What is needed is an exact copy of every record below.

*** Records shown ***

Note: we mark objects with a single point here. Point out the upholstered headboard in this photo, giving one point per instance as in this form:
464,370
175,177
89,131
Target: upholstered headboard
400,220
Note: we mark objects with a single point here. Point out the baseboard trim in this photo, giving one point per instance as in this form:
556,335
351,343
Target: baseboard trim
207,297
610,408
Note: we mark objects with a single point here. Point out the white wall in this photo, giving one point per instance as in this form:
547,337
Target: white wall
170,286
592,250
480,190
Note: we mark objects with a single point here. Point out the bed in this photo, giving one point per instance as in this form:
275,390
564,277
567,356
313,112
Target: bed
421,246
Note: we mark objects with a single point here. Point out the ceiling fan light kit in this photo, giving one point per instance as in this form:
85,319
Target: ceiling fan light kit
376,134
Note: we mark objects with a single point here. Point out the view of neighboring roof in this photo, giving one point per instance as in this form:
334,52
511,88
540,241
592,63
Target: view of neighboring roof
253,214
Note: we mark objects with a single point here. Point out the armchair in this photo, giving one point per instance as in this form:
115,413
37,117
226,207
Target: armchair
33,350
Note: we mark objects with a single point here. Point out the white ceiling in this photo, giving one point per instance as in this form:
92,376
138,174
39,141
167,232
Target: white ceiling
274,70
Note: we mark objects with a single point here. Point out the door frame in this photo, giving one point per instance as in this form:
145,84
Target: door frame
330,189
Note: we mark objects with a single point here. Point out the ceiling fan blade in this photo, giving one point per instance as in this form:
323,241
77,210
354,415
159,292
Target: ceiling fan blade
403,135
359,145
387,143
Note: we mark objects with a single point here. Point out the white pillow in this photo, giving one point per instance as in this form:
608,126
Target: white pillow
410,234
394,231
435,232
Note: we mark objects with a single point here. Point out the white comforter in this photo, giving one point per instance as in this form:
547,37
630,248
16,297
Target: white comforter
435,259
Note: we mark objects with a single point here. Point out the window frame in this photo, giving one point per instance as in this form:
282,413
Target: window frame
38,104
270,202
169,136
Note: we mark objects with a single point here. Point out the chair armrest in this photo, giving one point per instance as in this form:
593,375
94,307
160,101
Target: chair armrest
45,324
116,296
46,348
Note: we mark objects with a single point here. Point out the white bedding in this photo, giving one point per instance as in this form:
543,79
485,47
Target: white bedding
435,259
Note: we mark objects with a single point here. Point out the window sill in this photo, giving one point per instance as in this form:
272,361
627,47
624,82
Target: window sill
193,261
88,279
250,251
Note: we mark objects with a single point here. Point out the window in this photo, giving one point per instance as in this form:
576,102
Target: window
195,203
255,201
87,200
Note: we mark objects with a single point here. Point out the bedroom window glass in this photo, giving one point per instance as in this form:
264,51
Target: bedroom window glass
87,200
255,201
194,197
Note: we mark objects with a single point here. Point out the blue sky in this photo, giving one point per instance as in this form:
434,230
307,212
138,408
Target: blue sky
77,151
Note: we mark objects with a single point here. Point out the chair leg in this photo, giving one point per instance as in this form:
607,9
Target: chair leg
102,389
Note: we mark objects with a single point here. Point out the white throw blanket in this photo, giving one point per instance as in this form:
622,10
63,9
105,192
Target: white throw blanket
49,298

*** End of Records shown ***

→ Response box:
Note: we mark objects with a single point here. Point out the upholstered headboard in this photo, giving one point per instance as in this form:
464,370
175,177
89,131
Target: upholstered headboard
400,220
Note: we mark objects with a single point here. Point out the baseboard trim in this photo, giving one point per instance as in this form:
556,335
351,343
Target: baseboard trim
207,297
610,408
Note: we mark objects with a single point here. Point out the white wall in this photo, giving one point per instance as in this form:
547,337
Target: white wall
170,286
592,250
480,190
Note: we mark objects with a single point here. Point out the bed in this photo, giving one point per instance as in this form:
275,390
564,277
567,356
313,112
Target: bed
421,246
Note: we mark objects with a single point here. Point out the ceiling fan light kit in this photo, giving one point per instance as in this form:
85,319
Target: ceiling fan light kit
376,134
Note: we mark objects with a single point here. Point out the view of neighboring roof in this photo, giving one point per instance as in this form:
334,52
511,88
540,241
592,63
Target: view of neighboring roof
253,214
Note: we mark objects with a single point here. Point out the armchair in this photo, giving one point per instance as in this form:
115,413
37,117
226,207
Target: armchair
33,350
Note: we mark objects with a single point here. Point out the white ceiling in this photo, giving one point per instance as in this form:
92,376
138,174
39,141
167,232
Target: white ceiling
274,70
Note: we mark objects with a single point here. Point out the door frame in this photo, giving one point per instance as in this form:
145,84
Target: door frame
330,189
Note: we mark objects with a single point here. Point out the ceiling fan blade in this photo, giving one point per instance as in this form:
323,241
77,210
354,415
159,292
Target: ceiling fan blade
403,135
359,145
387,143
Note: we mark objects with a single point here. Point out the white pillow in this photo, giving one point per instance as in this form:
608,126
Target: white pillow
410,234
394,231
435,232
Note: we mark objects with a single point here. Point out the white comforter in this photo, giving one point per instance as in this form:
547,37
630,248
16,297
Target: white comforter
435,259
Note: we mark objects with a single point here. Point out the window frame in this photo, giving one point per instance as in this form:
282,413
Target: window frame
38,104
270,202
169,136
Note: we mark objects with a single point here. Point out the chair armrest in this photo, giving one point per instance as in this form:
593,375
94,307
160,101
Target: chair armrest
45,324
116,296
46,348
Note: we mark objects with a single point here. Point out the white bedding in this photo, giving one point per instance as in this form:
543,79
485,47
Target: white bedding
435,259
Note: we mark objects with a single point here. Point out the window sill in this photo, giving one point per instance as in this form:
272,361
627,47
624,82
Target: window sill
193,261
88,279
250,251
Note: we mark objects with a single point here. Point out the window in this photo, giving one point per instance as in this form:
576,102
Target: window
195,203
255,201
87,200
Note: we mark objects with a single point here. Point out the bedroom window glass in this photo, giving one point per instance as in this form:
264,51
Target: bedroom window glass
87,200
255,201
194,197
Note: we mark objects with a single point here. Point out the blue sky in this photo, giving one point per instance as in this form:
434,230
307,212
138,408
Target: blue sky
77,151
Note: we mark objects with a single point here. Point out the chair leg in this photo, giving one point per instance as in this form:
607,9
Target: chair leg
102,389
Note: we mark objects with a single point here. Point out the white throw blanket in this photo, giving one point per instance as in this form:
622,10
63,9
105,192
Target: white throw blanket
49,298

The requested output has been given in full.